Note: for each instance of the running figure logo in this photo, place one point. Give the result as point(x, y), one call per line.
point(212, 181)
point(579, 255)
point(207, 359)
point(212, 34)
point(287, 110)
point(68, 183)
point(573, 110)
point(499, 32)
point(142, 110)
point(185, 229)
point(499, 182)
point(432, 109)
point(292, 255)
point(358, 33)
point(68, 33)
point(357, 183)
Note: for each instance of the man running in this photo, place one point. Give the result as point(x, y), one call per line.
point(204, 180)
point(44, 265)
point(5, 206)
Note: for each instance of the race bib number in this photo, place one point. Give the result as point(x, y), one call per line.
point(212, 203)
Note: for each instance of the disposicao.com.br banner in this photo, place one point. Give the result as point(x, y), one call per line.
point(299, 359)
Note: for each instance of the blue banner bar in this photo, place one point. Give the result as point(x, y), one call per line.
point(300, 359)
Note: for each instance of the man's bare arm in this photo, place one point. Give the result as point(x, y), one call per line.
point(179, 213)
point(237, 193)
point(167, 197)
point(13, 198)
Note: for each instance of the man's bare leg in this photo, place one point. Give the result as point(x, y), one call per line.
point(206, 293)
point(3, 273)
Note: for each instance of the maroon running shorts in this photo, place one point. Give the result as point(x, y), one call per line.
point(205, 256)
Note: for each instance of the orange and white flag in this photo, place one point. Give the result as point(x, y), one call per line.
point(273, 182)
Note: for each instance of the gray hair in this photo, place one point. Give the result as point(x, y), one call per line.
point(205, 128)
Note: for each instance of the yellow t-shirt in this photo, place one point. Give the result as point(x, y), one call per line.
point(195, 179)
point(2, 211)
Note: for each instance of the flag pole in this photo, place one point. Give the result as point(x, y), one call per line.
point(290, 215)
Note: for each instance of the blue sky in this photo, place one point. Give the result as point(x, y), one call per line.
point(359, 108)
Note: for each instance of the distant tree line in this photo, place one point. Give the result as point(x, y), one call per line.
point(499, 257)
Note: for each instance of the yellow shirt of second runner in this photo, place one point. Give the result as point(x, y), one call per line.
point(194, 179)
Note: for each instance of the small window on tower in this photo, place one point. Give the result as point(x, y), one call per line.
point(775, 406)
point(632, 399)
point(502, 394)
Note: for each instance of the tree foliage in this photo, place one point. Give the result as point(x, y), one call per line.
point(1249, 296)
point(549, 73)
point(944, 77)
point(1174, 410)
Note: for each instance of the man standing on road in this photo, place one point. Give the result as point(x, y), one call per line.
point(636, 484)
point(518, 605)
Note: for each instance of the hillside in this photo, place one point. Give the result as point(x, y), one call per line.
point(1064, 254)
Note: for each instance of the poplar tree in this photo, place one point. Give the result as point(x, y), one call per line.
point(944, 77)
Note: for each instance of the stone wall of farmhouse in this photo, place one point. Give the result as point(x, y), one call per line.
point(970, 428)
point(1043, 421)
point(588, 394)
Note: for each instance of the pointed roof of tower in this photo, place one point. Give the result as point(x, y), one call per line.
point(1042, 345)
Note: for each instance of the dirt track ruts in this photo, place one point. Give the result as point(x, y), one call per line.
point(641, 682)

SHORT PROBLEM: Reproduce every one of the lines above word for word, with no changes.

ANSWER TO THIS PROBLEM:
Note: for each instance of the running figure logo in this photo, place one point. Give the result as point(x, y), one call per line.
point(212, 181)
point(579, 255)
point(207, 359)
point(212, 34)
point(287, 110)
point(68, 183)
point(573, 110)
point(499, 32)
point(142, 110)
point(185, 229)
point(499, 182)
point(432, 109)
point(292, 255)
point(358, 33)
point(68, 33)
point(357, 183)
Note: for each instance of the man running in this photo, place one point. Give the result as point(x, y), one call per line.
point(204, 180)
point(44, 265)
point(5, 206)
Note: for each instance of the race bib number in this photo, place one point. Give the result as point(x, y), one call per line.
point(212, 203)
Note: for each instance of the disposicao.com.br banner in this photo, place one point. Give the result as point(x, y), one call per line.
point(299, 359)
Note: for each instance of the blue banner bar in this photo, place one point. Give the result as point(x, y), one call per line.
point(300, 359)
Note: for each instance of the man's bare arm in this photo, place one point. Give the result as point(x, y), one call per line.
point(179, 213)
point(237, 193)
point(167, 197)
point(13, 198)
Note: for each instance of the man's bare leg in this photo, place one point. Give the result as point(x, y), one call per line.
point(206, 293)
point(3, 273)
Note: for each instance of the maroon running shorts in this photo, place one point. Give the result as point(x, y), one call per line.
point(205, 256)
Note: for each instance of the orange and white flag in this photo, place one point. Give the result as point(x, y), one call per line.
point(273, 182)
Note: for each instance of the gray hair in this photo, place one point. Give the result as point(x, y), one call per line.
point(205, 128)
Note: for each instance of the yellow t-shirt in this photo, place one point. Give the result as point(x, y), one call per line.
point(195, 179)
point(2, 211)
Note: for each instance of the flag pole in this photo, place one point. Give the result as point(x, y), one call per line.
point(290, 215)
Note: for each instance of the blue sky in this photo, place one point. Give the result as point(x, y), one call per line.
point(359, 108)
Note: for each instance of the distant tree line in this photo, place one point. Give the result as point(x, y), one call per line.
point(499, 257)
Note: for each instance of the yellow shirt of second runner in this photo, place one point. Give the result as point(x, y), one call per line.
point(194, 179)
Note: for each instance of the small window on tower in this photo, place one point. Give the result as point(x, y), one call per line.
point(775, 406)
point(632, 399)
point(502, 394)
Note: for each instance of the tree foliage in this photo, place one point. Give the result as point(x, y), one call per line.
point(1249, 296)
point(549, 73)
point(944, 77)
point(1174, 410)
Note: for each instance of the man standing on road in this photo, place one point. Give the result as point(x, y), one call per line.
point(636, 484)
point(518, 605)
Note: for each instance of the hillside in this photo, place one point. Give the result as point(x, y), one call per line.
point(1064, 254)
Note: for each instance of the poplar tree in this photo, place one point. Give the result as point(x, y), one call per line.
point(944, 77)
Note: for each instance of the stone wall of farmhouse in this photo, place one point. Give the result as point(x, y), one call per line.
point(970, 428)
point(1043, 421)
point(588, 394)
Note: for each instance of the pointed roof of tower in this photo, place one point. Give the result as point(x, y), one call per line.
point(1042, 345)
Note: for each instance of the dirt track ruts in this photo, place one point. Give the result as point(x, y), one call per line.
point(641, 682)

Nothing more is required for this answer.